> **Conjunto de tarefas**
1. Responda às perguntas abaixo com base no trecho sobre a vacinação contra a Covid-19:
(a) A partir de que mês o Ministério da Saúde ofertaria uma terceira dose da vacina a alguns grupos?
(b) Em meados de junho, que percentual das internações por SRAG correspondia aos idosos?
(c) Em algumas semanas de setembro, que percentual dos óbitos ocorreu entre os mais velhos?
2. Transcreva do trecho sobre a vacinação contra a Covid-19 a passagem entre "Porém, a partir" e "os mais velhos.", inclusive.

> **Trecho selecionado**
A reversão nas tendências exigiu adaptações no Plano Nacional de Imunizações (PNI) do Ministério da Saúde, que anunciou que ofertaria uma terceira dose da vacina a alguns grupos a partir de setembro.
“Nosso trabalho enquanto cientistas é justamente coletar os dados e orientar ajustes nas políticas conforme a gente conhece melhor os imunizantes e seus efeitos na prática”, diz a imunologista Cristina Bonorino, da Universidade Federal de Ciências da Saúde de Porto Alegre.
Outra mudança importante, que tem a ver com os aprendizados recentes, foi a necessidade de adotar estratégias mais inteligentes sobre o uso dos recursos disponíveis. Antes, num cenário de escassez de doses, a premissa era aplicar as vacinas que estivessem disponíveis em quem mais precisava. Hoje em dia, existe a possibilidade de indicar o uso de um imunizante ou outro para situações e públicos específicos.
Mas como chegamos até aqui? E como esses novos conhecimentos impactam a vacinação contra a Covid-19 e podem ajudar a controlar a pandemia?
Como uma onda
Para entender todo esse cenário, precisamos olhar com mais atenção para os informes publicados pelo Observatório Covid-19 da Fiocruz. Lá, é possível conferir que os indivíduos acima de 60 anos representavam 63% de todas as internações e 80% das mortes por Síndrome Aguda Aguda Grave (SRAG) registradas no Brasil durante a primeira semana de 2021.
E aqui vale uma ressalva: os serviços de saúde do país são obrigados a notificar ao Ministério da Saúde todos os casos de hospitalização por infecção respiratória. Essa base de dados de SRAG, portanto, permite ter uma ideia de como está a situação dessas doenças no país, embora não consiga detalhar especificamente qual o tipo de vírus (ou outro agente) que é o principal responsável por todas essas internações. Mas, durante a atual pandemia, considera-se que a maioria dos quadros infecciosos tenha mesmo a ver com o coronavírus.
Bom, mas o que aconteceu com esses números nos meses seguintes, conforme a campanha de vacinação contra a Covid-19 avançava e protegia especialmente a camada mais velha da população brasileira?
Como era de se imaginar, os números despencaram: em meados de junho, os idosos passaram a representar 27% das internações e 34% das mortes por SRAG. A participação relativa deles nas estatísticas oficiais caiu pela metade.
Porém, a partir de julho e agosto, esses índices voltaram a subir significativamente entre essa população. Em algumas semanas de setembro, 54% das hospitalizações e 74% dos óbitos ocorreram entre os mais velhos.

> **Os dados**
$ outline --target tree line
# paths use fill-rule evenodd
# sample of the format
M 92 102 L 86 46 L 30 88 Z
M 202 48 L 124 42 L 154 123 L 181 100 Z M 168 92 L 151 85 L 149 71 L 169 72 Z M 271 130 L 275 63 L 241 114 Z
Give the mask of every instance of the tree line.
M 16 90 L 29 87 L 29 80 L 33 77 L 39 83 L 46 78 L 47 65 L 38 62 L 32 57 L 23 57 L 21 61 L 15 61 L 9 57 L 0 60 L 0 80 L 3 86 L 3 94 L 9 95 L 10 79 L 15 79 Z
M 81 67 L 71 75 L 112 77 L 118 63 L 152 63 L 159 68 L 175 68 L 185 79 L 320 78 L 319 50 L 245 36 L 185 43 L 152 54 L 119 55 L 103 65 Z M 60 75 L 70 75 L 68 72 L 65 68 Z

> **Respostas fornecidas**
1.
(a) Setembro.
(b) 27%.
(c) 74%.

2.
Porém, a partir de julho e agosto, esses índices voltaram a subir significativamente entre essa população. Em algumas semanas de setembro, 54% das hospitalizações e 74% dos óbitos ocorreram entre os mais velhos.